# Exercise prompt
Transcribe each line of the records below exactly, excluding any embedded images.

# Excerpted records
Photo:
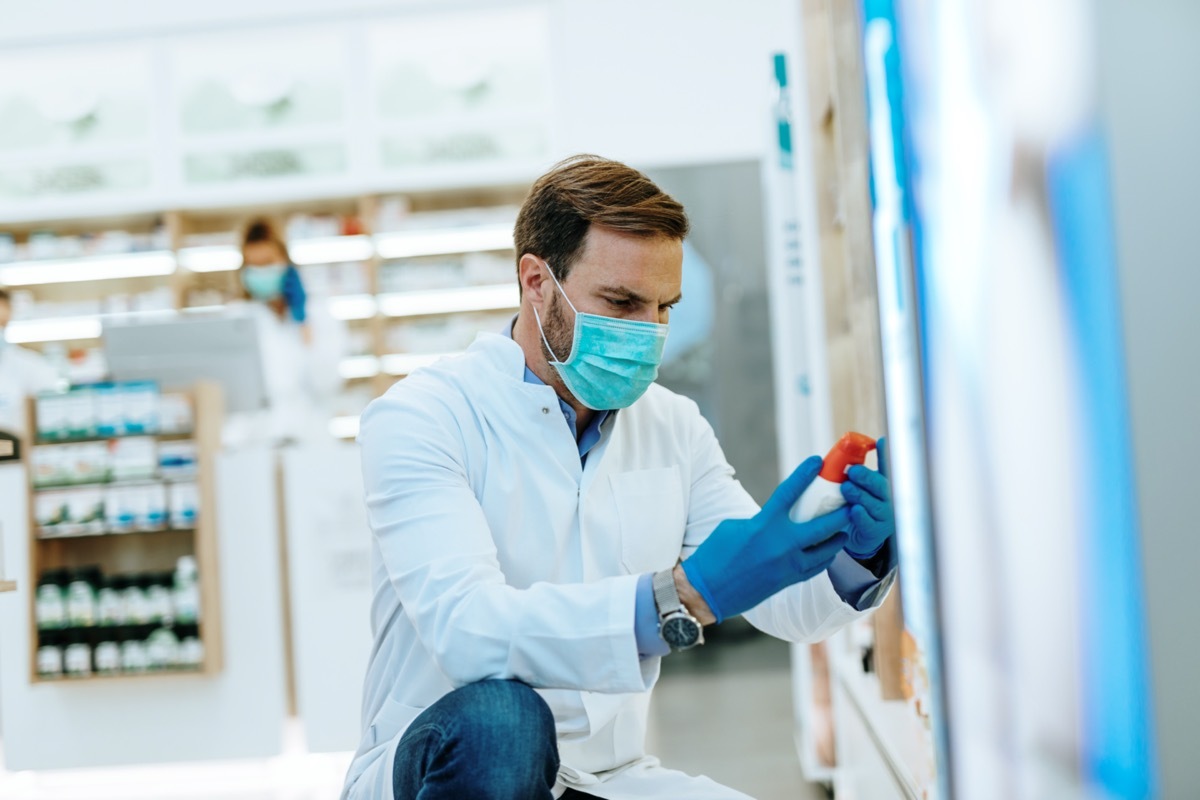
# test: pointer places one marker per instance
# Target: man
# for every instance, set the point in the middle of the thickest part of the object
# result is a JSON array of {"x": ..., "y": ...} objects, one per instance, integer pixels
[
  {"x": 22, "y": 373},
  {"x": 529, "y": 503}
]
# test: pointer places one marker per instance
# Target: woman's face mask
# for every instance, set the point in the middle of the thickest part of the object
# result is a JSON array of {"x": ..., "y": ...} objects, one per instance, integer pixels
[
  {"x": 612, "y": 361},
  {"x": 265, "y": 282}
]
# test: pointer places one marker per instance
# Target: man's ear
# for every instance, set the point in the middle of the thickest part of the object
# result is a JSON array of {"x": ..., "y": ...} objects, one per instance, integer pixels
[{"x": 532, "y": 276}]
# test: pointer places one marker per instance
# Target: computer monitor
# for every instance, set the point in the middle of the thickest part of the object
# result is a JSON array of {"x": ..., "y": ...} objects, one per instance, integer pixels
[{"x": 178, "y": 352}]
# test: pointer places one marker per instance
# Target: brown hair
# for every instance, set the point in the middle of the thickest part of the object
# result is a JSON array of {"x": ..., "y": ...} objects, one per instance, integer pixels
[
  {"x": 263, "y": 229},
  {"x": 585, "y": 191}
]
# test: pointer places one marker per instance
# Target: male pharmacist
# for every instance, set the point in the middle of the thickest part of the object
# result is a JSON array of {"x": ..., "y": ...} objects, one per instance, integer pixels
[{"x": 531, "y": 501}]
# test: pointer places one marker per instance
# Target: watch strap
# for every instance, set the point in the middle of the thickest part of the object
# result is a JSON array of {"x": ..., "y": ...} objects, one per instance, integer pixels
[{"x": 666, "y": 596}]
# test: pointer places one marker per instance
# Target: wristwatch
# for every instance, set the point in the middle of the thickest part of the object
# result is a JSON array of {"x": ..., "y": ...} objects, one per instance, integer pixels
[{"x": 677, "y": 627}]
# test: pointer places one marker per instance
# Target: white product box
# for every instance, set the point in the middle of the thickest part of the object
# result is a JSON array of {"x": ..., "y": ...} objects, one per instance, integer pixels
[
  {"x": 175, "y": 414},
  {"x": 135, "y": 458},
  {"x": 139, "y": 404},
  {"x": 184, "y": 505}
]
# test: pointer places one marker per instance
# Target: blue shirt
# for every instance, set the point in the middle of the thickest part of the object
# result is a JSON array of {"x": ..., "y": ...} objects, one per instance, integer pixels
[{"x": 852, "y": 581}]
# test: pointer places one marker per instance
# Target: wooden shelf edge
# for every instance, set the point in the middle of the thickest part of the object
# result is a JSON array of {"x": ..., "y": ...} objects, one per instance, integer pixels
[
  {"x": 114, "y": 534},
  {"x": 133, "y": 675}
]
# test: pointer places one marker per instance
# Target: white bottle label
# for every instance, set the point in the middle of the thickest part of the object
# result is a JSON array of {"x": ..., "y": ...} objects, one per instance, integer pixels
[
  {"x": 820, "y": 498},
  {"x": 78, "y": 660},
  {"x": 49, "y": 661}
]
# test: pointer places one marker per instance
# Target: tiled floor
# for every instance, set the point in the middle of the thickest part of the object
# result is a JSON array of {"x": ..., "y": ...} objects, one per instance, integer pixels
[{"x": 723, "y": 710}]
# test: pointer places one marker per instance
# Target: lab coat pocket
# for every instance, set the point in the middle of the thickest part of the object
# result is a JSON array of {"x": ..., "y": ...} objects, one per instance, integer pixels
[{"x": 651, "y": 511}]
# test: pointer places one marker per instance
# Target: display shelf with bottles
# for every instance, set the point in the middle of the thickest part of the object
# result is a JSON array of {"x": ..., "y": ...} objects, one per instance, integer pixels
[
  {"x": 411, "y": 277},
  {"x": 123, "y": 529}
]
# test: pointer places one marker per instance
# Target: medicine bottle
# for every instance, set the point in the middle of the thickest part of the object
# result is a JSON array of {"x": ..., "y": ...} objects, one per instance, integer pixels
[
  {"x": 77, "y": 654},
  {"x": 82, "y": 597},
  {"x": 111, "y": 600},
  {"x": 107, "y": 655},
  {"x": 160, "y": 607},
  {"x": 186, "y": 593},
  {"x": 49, "y": 654},
  {"x": 191, "y": 649},
  {"x": 51, "y": 607},
  {"x": 162, "y": 649},
  {"x": 136, "y": 609},
  {"x": 133, "y": 650}
]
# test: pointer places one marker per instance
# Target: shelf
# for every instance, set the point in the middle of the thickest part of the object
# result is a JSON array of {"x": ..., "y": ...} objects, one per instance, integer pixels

# Exercise response
Photo:
# test: pointer places one marker per instance
# Target: man
# for every instance, set the point in the middle of the thickest part of the object
# result is a JSON array of {"x": ..., "y": ...} objects, one per instance, integer pixels
[
  {"x": 22, "y": 373},
  {"x": 529, "y": 503}
]
# test: pointer places one marker per instance
# Target: woman's face mask
# for every instance, set the point in the middle of the thickest part of the object
# result is a JSON array of {"x": ..., "y": ...} objects, one per instance, integer pixels
[
  {"x": 612, "y": 361},
  {"x": 265, "y": 282}
]
# test: pointer places one marker per instance
# Target: man's ear
# for every instance, set the point in the middle of the thickest part of the object
# result is a JSON array of {"x": ..., "y": ...} objects, one per instance, integer pixels
[{"x": 532, "y": 276}]
# test: pointer places one marker per instance
# Target: computer monitor
# for every instance, set the point in the middle of the thickest part of the object
# result is a JSON array of {"x": ..., "y": ...} objects, one per instance, integer pixels
[{"x": 178, "y": 352}]
# test: pointer places one marker per instance
# Target: brown hair
# for every instance, set the point in the middle of the thickest part of the object
# result is a JSON array of {"x": ..., "y": ...} objects, one per instance, integer pixels
[
  {"x": 263, "y": 229},
  {"x": 585, "y": 191}
]
# test: pointer places one marker per instance
# Target: male pharmacist
# for every instance, set the point in the middle of the thickest part of the object
# result is a JSON array of {"x": ..., "y": ...} objects, one per instance, integer pixels
[{"x": 531, "y": 501}]
# test: pointer places one marker per instance
# Target: watch strap
# for every instance, set the point in the middle of the thickest part of the object
# result is a JSON array of {"x": ..., "y": ...} objects, one per instance, integer pixels
[{"x": 666, "y": 596}]
# test: pointer places one marker per instance
# Target: wristwatch
# for every instance, set the point in the middle of the thickest part of the object
# result is a JSON array of {"x": ..., "y": ...} objects, one per instance, integer pixels
[{"x": 677, "y": 627}]
# test: pointer places one marker per instance
# Target: white product box
# for every instance, set the point in the middle of the thickest part of the object
# result is a JSON array of {"x": ..., "y": ...} objects, one per instance, integer pixels
[
  {"x": 175, "y": 414},
  {"x": 135, "y": 458},
  {"x": 139, "y": 404},
  {"x": 184, "y": 505}
]
# test: pointer places one marker per instance
# Target: blue shirt
# for every instance, set the point in the middle of the thickest part of the object
# result is a JSON array of {"x": ..., "y": ...} objects, one per instance, integer pixels
[{"x": 852, "y": 581}]
# test: pointer places one marker per instance
# Target: wooden shelf edge
# for every instance, set the point in the middle of the thickest part of the object
# result is a JSON array of {"x": ..., "y": ...} objects, one per instance, integer pixels
[
  {"x": 114, "y": 534},
  {"x": 133, "y": 675}
]
# test: pointer places one marker per instance
# Target: white bottle label
# for every instance, set the point in the middle of the thickest part of the object
# result is a JSON array of {"x": ..., "y": ...} objects, one per instance, integer pixels
[
  {"x": 820, "y": 498},
  {"x": 78, "y": 660},
  {"x": 49, "y": 661}
]
# test: pointer places one marker per instance
# Target: tiled floor
# for every instance, set the point in the middle of the thickest part of the object
# result is a JSON array of {"x": ..., "y": ...} objects, one per instance, integer pixels
[{"x": 723, "y": 710}]
# test: pointer places one marker per instance
# Target: lab coat pocket
# for every instance, set the point in the middle of the thickest part of the object
# result is a JSON array of {"x": ..., "y": ...} objects, one per instance, integer pixels
[{"x": 651, "y": 511}]
# test: pointer places one marker per instance
# Target: display shelf with bottles
# for every instance, set the point in the middle of the thickest part of the object
# result is a JSON array of {"x": ..., "y": ...} objects, one per instance, integer pixels
[
  {"x": 411, "y": 277},
  {"x": 123, "y": 529}
]
# test: pointer places one marker per instance
# Target: medicine bottle
# for every instance, set the point in the middle of the thickest part of the object
# result is a JSON array of {"x": ..., "y": ...} objects, one per instance, integer pixels
[
  {"x": 77, "y": 654},
  {"x": 82, "y": 597},
  {"x": 111, "y": 600},
  {"x": 107, "y": 655},
  {"x": 160, "y": 607},
  {"x": 186, "y": 593},
  {"x": 49, "y": 654},
  {"x": 191, "y": 649},
  {"x": 51, "y": 607},
  {"x": 162, "y": 649},
  {"x": 136, "y": 609},
  {"x": 133, "y": 650}
]
# test: pointer places one marker per instance
# Target: shelf
# for every instance, set the point in the middle of the thickest part of the object
# result is a JSON array of {"x": ..., "y": ...} objects, one per instance, integer pixels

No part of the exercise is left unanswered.